- **Input material**:
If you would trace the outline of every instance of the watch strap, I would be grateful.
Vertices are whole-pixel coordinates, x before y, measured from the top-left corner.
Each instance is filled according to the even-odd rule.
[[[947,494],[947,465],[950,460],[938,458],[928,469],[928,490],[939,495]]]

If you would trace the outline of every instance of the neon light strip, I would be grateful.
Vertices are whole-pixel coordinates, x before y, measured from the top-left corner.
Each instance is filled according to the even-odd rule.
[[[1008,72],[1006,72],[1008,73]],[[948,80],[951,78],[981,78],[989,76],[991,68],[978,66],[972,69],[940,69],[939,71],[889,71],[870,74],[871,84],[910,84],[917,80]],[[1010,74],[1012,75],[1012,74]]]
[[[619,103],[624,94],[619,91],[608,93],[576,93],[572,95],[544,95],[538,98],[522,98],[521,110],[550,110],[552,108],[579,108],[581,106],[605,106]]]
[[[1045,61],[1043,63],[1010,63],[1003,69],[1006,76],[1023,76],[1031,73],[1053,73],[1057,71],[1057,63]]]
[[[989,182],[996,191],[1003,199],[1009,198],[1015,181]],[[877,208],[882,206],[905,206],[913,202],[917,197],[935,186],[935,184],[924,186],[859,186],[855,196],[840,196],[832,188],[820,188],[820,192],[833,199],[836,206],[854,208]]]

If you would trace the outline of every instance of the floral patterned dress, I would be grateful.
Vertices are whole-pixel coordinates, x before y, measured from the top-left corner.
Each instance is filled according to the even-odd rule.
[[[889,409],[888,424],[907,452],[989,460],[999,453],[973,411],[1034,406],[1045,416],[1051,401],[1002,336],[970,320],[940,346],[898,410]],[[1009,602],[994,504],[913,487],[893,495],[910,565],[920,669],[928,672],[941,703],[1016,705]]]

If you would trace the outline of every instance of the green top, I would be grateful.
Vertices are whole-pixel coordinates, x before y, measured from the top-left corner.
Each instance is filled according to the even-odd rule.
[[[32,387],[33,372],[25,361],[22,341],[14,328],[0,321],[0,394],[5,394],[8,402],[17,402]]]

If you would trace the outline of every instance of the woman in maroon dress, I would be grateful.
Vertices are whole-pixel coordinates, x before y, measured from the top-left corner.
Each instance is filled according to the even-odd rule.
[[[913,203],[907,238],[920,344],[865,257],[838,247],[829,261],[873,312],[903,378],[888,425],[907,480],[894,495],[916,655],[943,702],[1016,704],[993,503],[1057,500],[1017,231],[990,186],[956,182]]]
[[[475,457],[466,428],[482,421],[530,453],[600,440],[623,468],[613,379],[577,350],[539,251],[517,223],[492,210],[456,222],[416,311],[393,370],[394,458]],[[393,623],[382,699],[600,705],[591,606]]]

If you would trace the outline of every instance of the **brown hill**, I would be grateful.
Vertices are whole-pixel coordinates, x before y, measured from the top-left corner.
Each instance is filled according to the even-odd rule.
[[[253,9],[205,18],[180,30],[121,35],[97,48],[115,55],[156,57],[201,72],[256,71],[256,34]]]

- **To be done**:
Starting at the line that contains "hill**, I would be grateful." and ending at the last line of the material, write those lines out again, requests included. Multiply every outline coordinate in the answers by 2.25, rounding each to a whole number with halves going up.

- **Written reply**:
If you would trace the outline of every instance of the **brown hill**, I would be grateful.
Vertices are whole-pixel coordinates, x before y, measured from the top-left corner.
Each instance is filled according to the even-odd rule.
[[[569,20],[461,41],[405,68],[272,79],[218,108],[259,124],[351,128],[452,162],[576,160],[576,77]]]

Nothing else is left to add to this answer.